_SELECTED PASSAGE:_

=-=-=-=-=

Where is God in the middle of the storm? Everywhere

2 mins read
Hurricane Laura
A statue of the Sacred Heart of Jesus is seen outside of St. Pius X Church in Ragley, La., Sept. 1, 2020, with signs of damage from Hurricane Laura. CNS photo/courtesy Father Jeffrey Starkovich, St. Pius X Church

A couple weeks ago, I wrote a piece about sending kids back to school in a COVID world. I said, essentially, that, as parents, we could do hard things because parenting is just a series of hard, unprecedented events over and over. We are used to doing hard things. You should know, I meant everything I wrote in that article. Or, I thought I did.

But the me who wrote it was a different person. She was the gal who lived in her 2,400-square-foot southwest Louisiana home. The me who wrote that piece lived in a world where electricity, air conditioning and water ran plentiful. I had school supplies ready for the kids’ first day and backpacks hanging on the special hook area (I’d stolen the idea from Pinterest, as one does) and I was ready.

And then Hurricane Laura turned my world (and the world of every human living in southwest Louisiana) upside down, as a Category 4 hurricane absolutely wrecked my community.

When we evacuated a few days before, the hurricane was projected to be a Category 2. Being without electricity for a couple days with five kids sounded impossible, so we threw three outfits per person into a bag, booked a house in Austin, Texas, and decided to ride out the storm in the Lone Star State. I will never forget the progression over the next couple days. Each update from the weatherman was more somber than the one before it. In 2005, Hurricane Rita absolutely decimated our corner of the United States, and now the words “worse than Rita” were being thrown around. Eventually, when the weatherman evacuated himself, we knew things were going to be bad.

I stayed up all night watching footage of the storm and crying. They were right. This was worse than Rita. Hurricane Laura was the fifth strongest hurricane to ever hit the United States.

The next morning, my husband and I huddled around my phone staring at aftermath videos. Our community looked like a war zone, and we were devastated. There was not a single building anywhere that wasn’t affected. Many homes were completely wrecked, and only the foundation was left of others. Roads were littered with telephone poles, trees and debris. Today, we are 12 days post-hurricane and still under a mandatory evacuation, and it will take many months for Louisiana to rebuild.

=-=-=-=-=

_Saved entries:_
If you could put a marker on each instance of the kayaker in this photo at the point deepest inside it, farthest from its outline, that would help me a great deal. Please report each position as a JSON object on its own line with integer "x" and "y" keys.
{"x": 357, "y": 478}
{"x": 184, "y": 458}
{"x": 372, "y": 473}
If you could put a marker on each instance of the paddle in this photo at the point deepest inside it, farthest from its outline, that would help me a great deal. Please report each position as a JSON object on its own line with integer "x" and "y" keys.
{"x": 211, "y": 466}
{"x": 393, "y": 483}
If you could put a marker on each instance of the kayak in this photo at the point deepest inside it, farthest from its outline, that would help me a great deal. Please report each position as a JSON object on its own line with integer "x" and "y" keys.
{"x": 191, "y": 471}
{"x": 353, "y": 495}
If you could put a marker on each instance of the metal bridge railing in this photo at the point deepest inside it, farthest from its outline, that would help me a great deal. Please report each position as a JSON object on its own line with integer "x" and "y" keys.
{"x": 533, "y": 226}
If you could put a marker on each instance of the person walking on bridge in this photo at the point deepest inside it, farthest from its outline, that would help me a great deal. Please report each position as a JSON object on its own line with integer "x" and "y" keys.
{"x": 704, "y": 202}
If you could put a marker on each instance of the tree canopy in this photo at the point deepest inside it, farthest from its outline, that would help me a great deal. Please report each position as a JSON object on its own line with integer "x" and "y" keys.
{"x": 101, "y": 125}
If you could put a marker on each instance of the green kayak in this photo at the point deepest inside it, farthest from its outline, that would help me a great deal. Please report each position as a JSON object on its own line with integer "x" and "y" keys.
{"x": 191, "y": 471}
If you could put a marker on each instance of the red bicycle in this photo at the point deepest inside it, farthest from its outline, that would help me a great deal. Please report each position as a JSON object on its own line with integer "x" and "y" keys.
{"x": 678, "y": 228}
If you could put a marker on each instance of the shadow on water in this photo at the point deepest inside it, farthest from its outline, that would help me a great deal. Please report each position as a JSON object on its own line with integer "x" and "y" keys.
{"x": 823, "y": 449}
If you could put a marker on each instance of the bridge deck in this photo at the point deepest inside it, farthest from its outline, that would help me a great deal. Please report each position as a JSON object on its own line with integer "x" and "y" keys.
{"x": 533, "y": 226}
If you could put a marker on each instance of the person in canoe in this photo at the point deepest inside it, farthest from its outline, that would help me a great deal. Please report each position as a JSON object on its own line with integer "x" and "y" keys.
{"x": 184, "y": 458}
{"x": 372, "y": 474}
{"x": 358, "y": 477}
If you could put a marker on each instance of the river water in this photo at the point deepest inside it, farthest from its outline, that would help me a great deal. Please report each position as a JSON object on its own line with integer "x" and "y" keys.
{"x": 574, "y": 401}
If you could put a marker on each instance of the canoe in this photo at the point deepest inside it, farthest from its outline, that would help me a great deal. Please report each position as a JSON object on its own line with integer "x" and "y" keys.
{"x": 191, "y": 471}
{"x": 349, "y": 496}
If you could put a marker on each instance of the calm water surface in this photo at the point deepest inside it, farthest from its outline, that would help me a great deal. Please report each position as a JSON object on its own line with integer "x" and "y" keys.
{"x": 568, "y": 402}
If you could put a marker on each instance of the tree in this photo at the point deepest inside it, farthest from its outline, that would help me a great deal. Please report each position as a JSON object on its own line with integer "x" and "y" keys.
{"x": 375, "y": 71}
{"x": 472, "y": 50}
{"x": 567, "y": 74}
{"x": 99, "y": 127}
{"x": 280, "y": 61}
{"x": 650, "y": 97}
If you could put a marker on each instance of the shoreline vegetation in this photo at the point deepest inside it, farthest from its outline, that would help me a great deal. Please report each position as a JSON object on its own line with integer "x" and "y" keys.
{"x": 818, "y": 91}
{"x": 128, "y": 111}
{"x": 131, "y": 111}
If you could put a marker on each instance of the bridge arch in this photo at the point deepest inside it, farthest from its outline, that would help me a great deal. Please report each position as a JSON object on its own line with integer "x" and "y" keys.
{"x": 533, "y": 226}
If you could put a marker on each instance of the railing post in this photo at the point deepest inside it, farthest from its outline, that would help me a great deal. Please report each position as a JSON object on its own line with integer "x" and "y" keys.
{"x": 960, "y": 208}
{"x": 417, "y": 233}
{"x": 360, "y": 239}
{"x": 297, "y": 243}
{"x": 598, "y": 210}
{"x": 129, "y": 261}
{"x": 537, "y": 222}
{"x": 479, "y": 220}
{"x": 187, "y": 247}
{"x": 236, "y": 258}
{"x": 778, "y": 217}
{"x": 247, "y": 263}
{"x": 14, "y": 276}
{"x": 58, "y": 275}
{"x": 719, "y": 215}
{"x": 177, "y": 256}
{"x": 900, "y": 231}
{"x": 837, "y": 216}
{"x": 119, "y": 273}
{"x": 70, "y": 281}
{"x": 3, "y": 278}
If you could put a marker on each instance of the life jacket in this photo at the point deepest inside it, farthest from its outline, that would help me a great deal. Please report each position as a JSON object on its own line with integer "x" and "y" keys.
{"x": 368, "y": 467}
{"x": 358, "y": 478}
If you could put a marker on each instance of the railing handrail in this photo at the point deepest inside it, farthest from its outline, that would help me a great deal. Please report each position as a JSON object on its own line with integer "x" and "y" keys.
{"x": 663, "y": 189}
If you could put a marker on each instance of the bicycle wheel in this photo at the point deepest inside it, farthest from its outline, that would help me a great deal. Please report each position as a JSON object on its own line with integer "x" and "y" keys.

=-=-=-=-=

_ACTION ITEM:_ Resume the personal essay about Hurricane Laura, picking up right after its last sentence.

_RESULT OF THIS EXERCISE:_
In hindsight, all of my previous COVID school advice was dumb. We cannot handle things. We can’t. If 2020 taught us anything, it’s that we can’t handle a single thing. We’re trying to juggle, and we’re dropping all the balls, and 2020 keeps tossing us more.

But I’m so grateful that even though I can’t handle any of this — at all — God can. Even when it feels like nothing is working out, I know that God is good, and I know that he holds all of us. I will not say to you that this hurricane was “God’s plan” because I cannot imagine how hurtful that would be to those in my community who lost everything. What kind of God would do that? Not mine.

This hurricane might not have been God’s plan for us, but he also isn’t shaken by it. He isn’t thrown off course. He is the God of this moment, and the next moment, and he is here, crammed into this tiny home we’re living in temporarily. God lives in the space between myself and my stressed-out husband. He is in the puzzles I build with my oblivious kids. God is in the linemen working to restore electricity and the countless volunteers who have shown up from across the country to feed my community. He is where he’s always been: in both the tears and the laughter.

This time has been heartbreaking, but it’s also been beautiful. My children’s steadfast faith in their father and me has been a living, breathing example of the childlike faith to which we’re called. God is with us, always. That doesn’t mean things won’t go wrong; it simply means when things do go wrong, he remains.

Diana Vallette writes from Louisiana. Except this — this she wrote in Texas.